━━ Information provided ━━
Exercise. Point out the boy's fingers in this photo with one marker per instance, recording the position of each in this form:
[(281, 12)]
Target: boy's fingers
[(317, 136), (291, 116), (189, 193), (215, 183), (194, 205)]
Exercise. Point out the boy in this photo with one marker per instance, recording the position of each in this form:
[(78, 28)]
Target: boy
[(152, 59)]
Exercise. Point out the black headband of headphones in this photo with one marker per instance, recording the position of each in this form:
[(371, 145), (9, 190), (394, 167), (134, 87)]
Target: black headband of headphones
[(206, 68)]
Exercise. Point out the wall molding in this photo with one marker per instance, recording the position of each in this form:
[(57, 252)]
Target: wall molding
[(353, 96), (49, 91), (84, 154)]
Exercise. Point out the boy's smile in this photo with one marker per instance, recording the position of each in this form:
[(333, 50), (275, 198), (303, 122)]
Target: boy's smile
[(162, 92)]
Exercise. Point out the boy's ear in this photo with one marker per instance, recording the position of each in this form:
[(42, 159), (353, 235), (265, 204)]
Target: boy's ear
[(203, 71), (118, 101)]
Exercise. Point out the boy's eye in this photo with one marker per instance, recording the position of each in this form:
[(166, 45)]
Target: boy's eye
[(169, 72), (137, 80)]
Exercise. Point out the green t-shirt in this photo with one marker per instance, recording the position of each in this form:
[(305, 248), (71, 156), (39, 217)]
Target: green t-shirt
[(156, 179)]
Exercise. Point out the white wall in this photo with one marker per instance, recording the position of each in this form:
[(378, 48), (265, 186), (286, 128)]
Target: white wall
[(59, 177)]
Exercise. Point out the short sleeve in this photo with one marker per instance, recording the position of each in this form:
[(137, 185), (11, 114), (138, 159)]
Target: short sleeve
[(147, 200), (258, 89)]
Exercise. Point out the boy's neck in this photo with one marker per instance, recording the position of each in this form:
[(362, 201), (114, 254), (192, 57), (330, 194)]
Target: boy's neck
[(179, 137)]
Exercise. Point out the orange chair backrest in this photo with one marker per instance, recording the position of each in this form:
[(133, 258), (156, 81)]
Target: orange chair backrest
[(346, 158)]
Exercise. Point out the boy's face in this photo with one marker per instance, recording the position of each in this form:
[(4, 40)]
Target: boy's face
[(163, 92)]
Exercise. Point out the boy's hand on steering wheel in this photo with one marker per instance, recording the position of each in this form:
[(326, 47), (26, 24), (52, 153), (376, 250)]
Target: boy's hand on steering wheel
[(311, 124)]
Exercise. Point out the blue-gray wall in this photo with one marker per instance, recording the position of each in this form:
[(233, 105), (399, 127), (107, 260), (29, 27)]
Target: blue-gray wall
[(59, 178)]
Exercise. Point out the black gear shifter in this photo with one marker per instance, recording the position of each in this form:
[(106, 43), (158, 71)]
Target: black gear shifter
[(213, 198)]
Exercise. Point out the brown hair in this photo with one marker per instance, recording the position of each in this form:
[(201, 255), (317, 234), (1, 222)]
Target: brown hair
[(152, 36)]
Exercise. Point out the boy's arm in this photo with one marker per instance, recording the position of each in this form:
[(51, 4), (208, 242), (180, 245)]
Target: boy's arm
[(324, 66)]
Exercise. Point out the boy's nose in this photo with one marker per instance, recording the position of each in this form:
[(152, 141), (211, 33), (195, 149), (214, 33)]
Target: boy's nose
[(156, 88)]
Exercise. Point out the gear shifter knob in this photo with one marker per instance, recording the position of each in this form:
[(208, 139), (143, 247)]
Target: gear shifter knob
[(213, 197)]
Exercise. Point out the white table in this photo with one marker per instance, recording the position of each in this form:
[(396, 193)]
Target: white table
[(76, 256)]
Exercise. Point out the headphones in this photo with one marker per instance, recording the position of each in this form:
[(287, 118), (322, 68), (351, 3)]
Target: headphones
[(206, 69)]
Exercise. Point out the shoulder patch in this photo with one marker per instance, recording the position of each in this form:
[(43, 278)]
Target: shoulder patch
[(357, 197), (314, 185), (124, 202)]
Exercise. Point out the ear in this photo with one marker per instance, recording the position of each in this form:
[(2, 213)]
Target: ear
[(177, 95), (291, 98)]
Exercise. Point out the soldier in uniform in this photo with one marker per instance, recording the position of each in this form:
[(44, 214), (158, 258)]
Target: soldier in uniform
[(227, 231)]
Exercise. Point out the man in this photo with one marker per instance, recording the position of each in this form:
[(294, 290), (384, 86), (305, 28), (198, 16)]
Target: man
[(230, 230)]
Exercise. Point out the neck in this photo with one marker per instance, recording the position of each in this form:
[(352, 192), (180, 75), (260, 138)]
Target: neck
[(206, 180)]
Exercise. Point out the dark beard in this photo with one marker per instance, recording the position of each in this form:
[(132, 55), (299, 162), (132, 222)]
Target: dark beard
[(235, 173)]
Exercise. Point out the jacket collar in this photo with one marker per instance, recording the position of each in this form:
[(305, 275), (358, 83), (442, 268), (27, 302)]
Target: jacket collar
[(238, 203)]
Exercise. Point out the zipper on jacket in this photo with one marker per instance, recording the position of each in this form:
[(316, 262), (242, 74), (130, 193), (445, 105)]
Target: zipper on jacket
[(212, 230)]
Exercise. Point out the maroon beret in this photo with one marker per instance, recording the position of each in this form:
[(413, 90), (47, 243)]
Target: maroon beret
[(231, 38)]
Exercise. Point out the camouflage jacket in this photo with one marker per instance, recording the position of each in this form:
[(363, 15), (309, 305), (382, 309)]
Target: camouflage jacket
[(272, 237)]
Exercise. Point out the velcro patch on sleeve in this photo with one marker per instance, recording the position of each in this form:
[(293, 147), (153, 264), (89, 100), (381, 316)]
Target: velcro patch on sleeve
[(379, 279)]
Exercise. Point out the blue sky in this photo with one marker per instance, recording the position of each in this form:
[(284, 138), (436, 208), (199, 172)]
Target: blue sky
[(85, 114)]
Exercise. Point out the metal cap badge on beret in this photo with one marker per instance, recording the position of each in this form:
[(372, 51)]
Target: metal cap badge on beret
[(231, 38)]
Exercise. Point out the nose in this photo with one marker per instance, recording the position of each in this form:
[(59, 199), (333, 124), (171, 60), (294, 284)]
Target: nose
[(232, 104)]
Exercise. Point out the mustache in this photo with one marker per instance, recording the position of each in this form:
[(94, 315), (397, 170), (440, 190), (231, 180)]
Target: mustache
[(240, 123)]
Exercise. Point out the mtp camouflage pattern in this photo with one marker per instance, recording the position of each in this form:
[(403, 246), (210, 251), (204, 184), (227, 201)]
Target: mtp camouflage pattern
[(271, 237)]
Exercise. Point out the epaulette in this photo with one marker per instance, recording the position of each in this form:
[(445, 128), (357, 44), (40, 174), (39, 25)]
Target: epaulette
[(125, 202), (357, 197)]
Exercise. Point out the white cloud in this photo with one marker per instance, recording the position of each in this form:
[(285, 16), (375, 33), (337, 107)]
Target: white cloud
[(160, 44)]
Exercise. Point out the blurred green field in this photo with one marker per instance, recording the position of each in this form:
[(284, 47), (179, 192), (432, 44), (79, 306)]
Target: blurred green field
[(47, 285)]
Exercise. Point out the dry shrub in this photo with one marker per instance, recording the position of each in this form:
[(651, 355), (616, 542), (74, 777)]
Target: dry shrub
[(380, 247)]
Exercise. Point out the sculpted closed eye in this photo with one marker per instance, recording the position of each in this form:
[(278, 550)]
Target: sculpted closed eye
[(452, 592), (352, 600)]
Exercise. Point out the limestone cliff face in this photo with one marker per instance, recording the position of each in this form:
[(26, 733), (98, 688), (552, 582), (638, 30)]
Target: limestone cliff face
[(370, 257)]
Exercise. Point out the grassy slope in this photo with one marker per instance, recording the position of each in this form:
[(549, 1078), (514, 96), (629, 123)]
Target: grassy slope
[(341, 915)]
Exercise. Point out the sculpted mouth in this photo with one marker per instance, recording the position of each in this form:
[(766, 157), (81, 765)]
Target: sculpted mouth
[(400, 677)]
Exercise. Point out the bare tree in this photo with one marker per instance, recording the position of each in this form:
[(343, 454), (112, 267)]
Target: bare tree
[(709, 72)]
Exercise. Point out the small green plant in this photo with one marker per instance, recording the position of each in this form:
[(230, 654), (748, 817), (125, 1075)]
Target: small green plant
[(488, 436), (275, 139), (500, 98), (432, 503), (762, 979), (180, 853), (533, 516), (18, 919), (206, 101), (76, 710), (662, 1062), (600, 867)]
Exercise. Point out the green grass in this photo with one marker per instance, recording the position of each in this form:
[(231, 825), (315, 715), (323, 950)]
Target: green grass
━━━
*Exercise requirements*
Copy out the stretch of data that begins with the line containing "Exercise. Point out the metal" and ends with the line containing "[(160, 44)]", substituting "shoulder strap" for each "epaulette" and leaving everything else as it is.

*Written answer*
Exercise. Point out the metal cap badge on beret in this photo with one marker per instance, recording the position of each in this form:
[(372, 51)]
Target: metal cap badge on beret
[(231, 38)]
Exercise. Point out the nose in this photo with one marker per instance, recording the position of each in this form:
[(59, 199), (333, 124), (171, 60), (294, 284)]
Target: nose
[(232, 104)]
Exercise. Point out the mustache in this photo with one marker per instance, recording the position of each in this form:
[(94, 315), (397, 170), (440, 190), (231, 180)]
Target: mustache
[(240, 123)]
Exercise. Point out the mtp camouflage pattern in this photo with one marker per instance, recording the position of each in this form:
[(403, 246), (210, 251), (204, 184), (227, 201)]
Target: mtp camouflage pattern
[(271, 237)]
Exercise. Point out the shoulder strap in this photo with one marker per instance, recording the position of each in this form:
[(445, 128), (357, 44), (40, 174), (39, 25)]
Target: shoulder strap
[(125, 202), (357, 197)]
Exercise. Point out the white cloud in this photo with one marker per instance, recording the position of each in this form:
[(285, 16), (375, 33), (337, 107)]
Target: white cloud
[(160, 44)]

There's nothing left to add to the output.